- Exercise brief
Convert the stretch from the start of the lines below through the line containing "[[[74,41],[77,56],[100,61],[119,68],[118,64],[118,41]]]" into a Markdown table with the columns Row and Line text, skipping blank lines and leaving out the pictures.

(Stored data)
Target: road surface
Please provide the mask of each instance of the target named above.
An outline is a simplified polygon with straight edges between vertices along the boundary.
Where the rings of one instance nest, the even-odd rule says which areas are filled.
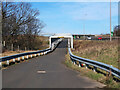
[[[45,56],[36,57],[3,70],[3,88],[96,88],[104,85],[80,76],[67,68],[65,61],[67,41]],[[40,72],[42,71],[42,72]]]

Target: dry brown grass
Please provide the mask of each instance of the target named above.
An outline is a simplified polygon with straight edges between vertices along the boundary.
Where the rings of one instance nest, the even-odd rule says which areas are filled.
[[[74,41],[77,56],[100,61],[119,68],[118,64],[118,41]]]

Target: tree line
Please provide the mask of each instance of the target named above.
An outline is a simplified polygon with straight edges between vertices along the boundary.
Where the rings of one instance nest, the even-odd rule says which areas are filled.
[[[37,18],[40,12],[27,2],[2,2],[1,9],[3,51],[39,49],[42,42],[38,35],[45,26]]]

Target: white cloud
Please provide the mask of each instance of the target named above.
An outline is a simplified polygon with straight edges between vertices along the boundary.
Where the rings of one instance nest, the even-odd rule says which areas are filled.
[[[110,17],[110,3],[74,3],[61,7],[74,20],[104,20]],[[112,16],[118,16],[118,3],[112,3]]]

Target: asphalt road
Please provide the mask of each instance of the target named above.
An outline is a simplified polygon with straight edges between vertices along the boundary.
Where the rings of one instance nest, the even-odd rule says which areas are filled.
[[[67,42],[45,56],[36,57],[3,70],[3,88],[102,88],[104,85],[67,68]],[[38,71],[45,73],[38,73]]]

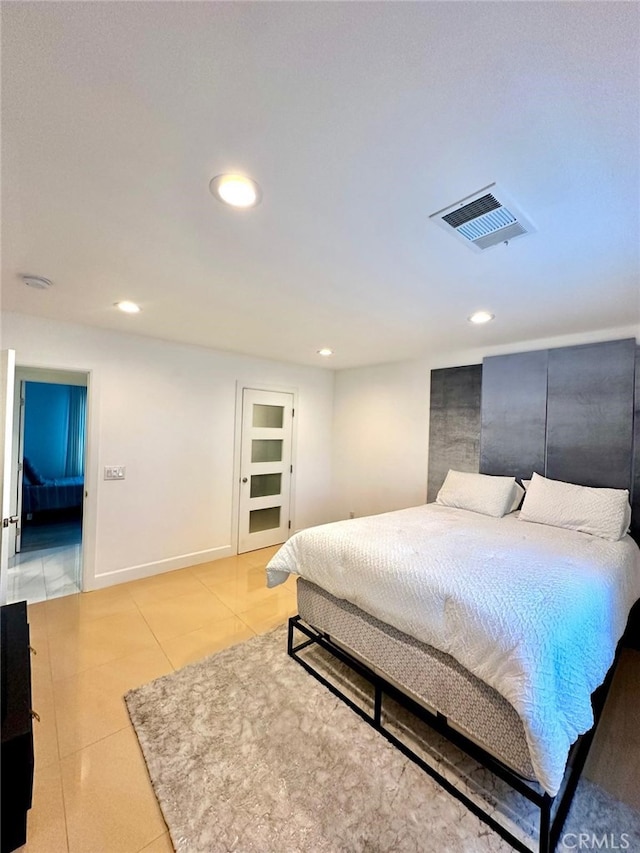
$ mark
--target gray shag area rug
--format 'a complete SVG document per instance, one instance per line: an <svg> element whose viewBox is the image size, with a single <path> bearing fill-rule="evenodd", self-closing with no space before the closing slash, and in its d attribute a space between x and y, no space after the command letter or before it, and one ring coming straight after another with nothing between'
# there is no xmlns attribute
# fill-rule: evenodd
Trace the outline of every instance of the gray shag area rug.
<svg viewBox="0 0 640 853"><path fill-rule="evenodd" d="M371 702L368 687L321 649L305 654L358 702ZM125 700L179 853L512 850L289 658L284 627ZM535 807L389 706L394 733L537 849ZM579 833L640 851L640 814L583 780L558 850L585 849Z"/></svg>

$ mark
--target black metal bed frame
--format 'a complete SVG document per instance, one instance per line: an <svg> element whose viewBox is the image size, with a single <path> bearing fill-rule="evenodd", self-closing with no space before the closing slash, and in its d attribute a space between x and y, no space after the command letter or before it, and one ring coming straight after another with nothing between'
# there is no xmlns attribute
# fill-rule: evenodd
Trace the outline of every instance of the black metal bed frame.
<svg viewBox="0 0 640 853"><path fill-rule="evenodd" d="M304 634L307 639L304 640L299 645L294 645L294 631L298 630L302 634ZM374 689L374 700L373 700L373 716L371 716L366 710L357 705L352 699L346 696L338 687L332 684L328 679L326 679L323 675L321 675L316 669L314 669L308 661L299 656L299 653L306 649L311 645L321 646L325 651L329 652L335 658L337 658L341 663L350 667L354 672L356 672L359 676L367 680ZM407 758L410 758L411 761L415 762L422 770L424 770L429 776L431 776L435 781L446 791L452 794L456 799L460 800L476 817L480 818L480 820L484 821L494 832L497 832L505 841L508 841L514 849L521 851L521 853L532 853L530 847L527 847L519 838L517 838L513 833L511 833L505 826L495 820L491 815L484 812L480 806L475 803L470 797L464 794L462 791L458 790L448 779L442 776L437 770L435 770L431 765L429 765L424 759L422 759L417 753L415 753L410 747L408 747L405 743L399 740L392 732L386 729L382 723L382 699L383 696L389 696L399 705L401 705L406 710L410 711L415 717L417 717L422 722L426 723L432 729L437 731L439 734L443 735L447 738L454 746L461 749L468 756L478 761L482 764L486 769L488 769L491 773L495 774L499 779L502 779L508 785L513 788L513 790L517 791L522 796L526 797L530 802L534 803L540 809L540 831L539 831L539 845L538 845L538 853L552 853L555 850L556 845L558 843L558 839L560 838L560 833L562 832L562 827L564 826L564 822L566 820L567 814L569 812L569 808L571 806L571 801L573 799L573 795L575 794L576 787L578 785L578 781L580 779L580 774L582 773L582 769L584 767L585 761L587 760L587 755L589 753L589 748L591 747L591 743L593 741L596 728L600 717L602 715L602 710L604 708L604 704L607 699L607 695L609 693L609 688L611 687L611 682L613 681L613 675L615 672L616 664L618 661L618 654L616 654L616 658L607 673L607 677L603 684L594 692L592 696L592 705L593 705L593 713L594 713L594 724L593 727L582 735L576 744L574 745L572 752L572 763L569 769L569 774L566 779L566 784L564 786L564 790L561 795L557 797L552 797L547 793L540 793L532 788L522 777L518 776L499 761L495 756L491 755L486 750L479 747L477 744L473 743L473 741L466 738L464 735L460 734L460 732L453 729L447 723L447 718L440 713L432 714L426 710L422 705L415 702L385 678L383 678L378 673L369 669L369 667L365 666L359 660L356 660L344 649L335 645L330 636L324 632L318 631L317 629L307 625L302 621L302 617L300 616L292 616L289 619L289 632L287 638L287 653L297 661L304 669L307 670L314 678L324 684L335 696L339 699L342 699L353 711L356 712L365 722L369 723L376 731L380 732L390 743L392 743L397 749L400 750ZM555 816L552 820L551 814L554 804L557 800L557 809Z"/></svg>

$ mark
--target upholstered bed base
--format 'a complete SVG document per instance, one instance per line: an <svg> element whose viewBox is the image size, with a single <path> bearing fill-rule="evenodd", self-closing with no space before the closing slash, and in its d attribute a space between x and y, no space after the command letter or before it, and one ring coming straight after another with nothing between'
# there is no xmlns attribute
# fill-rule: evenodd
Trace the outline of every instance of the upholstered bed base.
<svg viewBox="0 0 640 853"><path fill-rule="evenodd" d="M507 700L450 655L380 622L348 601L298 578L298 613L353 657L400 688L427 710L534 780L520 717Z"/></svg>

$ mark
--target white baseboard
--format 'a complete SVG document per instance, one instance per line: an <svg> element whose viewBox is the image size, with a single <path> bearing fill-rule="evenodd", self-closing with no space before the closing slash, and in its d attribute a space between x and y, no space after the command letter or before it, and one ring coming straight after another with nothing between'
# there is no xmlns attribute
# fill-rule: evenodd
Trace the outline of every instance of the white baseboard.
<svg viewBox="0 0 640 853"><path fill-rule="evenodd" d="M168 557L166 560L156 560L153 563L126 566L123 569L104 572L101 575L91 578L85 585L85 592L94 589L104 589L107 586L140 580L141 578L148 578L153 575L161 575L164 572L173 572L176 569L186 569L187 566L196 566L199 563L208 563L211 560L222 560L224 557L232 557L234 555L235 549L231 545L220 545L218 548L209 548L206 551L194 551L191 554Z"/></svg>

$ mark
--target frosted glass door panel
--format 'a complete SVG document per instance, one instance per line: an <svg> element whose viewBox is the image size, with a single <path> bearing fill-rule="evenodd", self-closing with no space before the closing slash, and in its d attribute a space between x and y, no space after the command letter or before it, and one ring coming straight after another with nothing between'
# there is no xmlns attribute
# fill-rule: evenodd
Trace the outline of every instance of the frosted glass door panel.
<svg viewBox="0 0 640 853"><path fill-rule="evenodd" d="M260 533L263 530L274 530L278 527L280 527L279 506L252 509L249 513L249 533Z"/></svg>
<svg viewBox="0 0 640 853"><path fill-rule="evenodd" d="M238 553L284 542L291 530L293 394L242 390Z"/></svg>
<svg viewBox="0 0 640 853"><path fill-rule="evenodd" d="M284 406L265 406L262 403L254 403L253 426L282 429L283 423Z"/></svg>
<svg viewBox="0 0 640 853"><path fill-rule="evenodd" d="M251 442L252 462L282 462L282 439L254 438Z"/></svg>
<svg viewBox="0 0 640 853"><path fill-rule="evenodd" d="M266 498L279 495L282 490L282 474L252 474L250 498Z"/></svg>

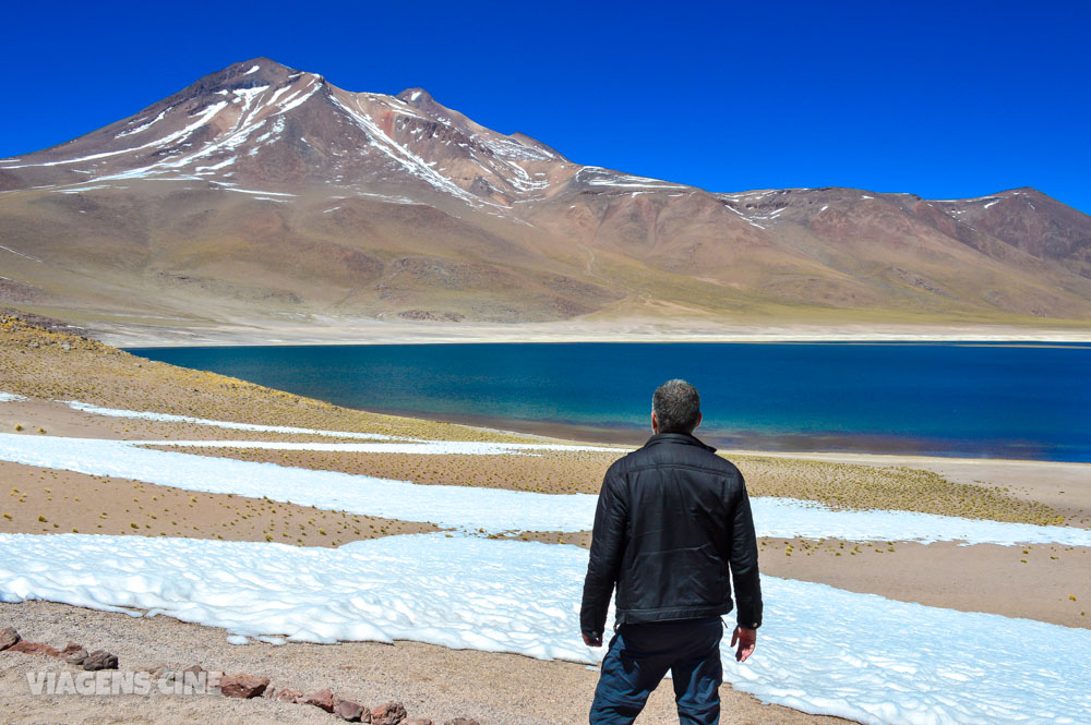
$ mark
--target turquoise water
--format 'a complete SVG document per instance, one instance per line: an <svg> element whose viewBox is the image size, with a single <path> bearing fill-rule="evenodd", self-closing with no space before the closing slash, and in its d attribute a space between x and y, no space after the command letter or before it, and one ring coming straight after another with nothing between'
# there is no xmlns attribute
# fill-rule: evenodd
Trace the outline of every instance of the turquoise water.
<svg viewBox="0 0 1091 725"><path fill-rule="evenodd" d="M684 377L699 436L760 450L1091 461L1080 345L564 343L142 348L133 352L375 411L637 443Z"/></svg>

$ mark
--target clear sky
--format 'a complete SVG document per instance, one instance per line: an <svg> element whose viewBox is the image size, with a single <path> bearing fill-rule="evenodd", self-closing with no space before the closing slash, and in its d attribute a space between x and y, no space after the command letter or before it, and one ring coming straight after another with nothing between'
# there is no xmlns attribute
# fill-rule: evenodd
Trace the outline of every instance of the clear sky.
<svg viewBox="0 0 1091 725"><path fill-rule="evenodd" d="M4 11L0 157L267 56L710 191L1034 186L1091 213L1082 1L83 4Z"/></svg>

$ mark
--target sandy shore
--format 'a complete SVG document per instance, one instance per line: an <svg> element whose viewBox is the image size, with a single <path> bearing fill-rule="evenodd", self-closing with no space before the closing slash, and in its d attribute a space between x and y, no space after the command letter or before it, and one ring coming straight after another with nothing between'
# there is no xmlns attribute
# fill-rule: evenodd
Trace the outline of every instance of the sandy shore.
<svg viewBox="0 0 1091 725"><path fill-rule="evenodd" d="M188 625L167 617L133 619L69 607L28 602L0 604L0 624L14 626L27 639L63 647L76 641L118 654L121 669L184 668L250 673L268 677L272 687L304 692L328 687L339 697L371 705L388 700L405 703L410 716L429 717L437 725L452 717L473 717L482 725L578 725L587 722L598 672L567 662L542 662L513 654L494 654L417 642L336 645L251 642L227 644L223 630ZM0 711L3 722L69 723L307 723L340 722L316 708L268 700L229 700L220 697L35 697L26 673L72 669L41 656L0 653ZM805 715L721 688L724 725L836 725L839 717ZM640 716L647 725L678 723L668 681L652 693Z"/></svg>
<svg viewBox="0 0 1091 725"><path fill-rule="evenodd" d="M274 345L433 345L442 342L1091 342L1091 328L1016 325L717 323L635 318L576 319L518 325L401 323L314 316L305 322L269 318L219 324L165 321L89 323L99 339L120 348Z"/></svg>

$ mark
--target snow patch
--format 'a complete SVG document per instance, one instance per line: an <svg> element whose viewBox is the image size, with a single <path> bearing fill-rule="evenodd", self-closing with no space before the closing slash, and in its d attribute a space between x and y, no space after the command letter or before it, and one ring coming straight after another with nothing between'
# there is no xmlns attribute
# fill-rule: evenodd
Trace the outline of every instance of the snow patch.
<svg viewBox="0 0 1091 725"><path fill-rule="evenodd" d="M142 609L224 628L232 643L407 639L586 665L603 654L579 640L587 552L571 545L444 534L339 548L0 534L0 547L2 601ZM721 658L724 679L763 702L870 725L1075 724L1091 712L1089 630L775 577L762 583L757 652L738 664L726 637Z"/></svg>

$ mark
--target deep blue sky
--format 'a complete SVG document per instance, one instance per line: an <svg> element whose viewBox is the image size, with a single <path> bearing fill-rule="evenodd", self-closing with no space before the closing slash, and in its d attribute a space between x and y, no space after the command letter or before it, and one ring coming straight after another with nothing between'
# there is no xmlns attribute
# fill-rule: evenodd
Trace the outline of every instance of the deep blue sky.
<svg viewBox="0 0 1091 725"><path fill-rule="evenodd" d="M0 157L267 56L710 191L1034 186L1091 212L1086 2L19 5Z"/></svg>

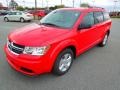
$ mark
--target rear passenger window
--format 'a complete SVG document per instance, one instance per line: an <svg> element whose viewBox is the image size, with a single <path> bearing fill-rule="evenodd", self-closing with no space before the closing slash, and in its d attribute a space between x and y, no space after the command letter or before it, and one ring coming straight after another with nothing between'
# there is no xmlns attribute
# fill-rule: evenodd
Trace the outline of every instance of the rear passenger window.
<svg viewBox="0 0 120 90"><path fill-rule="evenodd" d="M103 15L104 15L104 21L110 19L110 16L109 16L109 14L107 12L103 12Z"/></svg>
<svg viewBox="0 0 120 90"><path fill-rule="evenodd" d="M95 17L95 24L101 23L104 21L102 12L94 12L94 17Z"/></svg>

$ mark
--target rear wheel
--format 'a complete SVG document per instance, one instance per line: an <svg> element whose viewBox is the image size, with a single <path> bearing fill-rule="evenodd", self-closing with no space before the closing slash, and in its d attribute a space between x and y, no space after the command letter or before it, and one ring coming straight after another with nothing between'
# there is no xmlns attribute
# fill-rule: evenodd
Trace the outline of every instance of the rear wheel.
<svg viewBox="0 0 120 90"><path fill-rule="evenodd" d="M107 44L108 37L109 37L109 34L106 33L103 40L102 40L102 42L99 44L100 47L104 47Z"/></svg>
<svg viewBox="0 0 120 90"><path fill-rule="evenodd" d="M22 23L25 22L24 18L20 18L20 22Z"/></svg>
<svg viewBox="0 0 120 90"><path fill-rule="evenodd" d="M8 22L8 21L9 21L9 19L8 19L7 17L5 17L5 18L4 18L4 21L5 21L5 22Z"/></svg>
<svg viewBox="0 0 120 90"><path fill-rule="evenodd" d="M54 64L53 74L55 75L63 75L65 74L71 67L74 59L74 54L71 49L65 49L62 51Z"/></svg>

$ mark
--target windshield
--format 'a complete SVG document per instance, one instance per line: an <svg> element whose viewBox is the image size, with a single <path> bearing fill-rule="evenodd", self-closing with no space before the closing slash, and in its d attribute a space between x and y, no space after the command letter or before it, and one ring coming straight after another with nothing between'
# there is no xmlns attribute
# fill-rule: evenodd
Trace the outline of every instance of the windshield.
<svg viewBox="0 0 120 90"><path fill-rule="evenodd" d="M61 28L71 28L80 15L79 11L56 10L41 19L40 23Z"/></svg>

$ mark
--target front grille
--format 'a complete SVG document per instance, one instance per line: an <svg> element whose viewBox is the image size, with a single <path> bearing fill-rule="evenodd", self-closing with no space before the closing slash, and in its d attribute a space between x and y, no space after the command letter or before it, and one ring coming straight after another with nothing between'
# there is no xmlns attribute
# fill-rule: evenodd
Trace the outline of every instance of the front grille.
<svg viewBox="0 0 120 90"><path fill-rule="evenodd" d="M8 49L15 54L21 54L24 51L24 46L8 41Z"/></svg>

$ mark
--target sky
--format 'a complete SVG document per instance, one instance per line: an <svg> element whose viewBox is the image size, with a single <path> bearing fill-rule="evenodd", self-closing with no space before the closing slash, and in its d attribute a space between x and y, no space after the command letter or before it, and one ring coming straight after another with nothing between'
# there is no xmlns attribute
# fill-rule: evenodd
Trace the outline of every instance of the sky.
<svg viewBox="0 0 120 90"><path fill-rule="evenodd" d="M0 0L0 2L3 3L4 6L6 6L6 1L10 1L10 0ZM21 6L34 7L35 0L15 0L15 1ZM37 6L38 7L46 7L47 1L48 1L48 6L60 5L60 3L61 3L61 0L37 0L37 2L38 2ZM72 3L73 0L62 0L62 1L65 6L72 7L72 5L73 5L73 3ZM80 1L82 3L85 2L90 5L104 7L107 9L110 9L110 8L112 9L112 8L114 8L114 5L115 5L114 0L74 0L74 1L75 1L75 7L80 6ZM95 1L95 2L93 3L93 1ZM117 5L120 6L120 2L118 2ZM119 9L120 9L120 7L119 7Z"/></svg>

- Problem solution
| Row | Line text |
|---|---|
| 1 | Target: road surface |
| 2 | Please provide the mask of each instance of the target named above. |
| 3 | An outline is a simplified polygon with straight edges between vertices along the boundary. |
| 4 | Where the rings of one instance nest, the even-odd rule says which areas are filled. |
| 5 | [[[45,56],[36,57],[3,70],[3,88],[96,88],[104,85],[80,76],[67,68],[65,61],[67,41]],[[40,72],[42,71],[42,72]]] |
| 6 | Target: dry brown grass |
| 7 | Please provide the mask of each instance of the target named above. |
| 8 | An outline is a simplified polygon with straight edges between vertices along the boundary. |
| 9 | Where the rings of one instance nest, the even-odd rule says which areas are filled. |
| 10 | [[[74,41],[77,56],[100,61],[119,68],[118,64],[118,41]]] |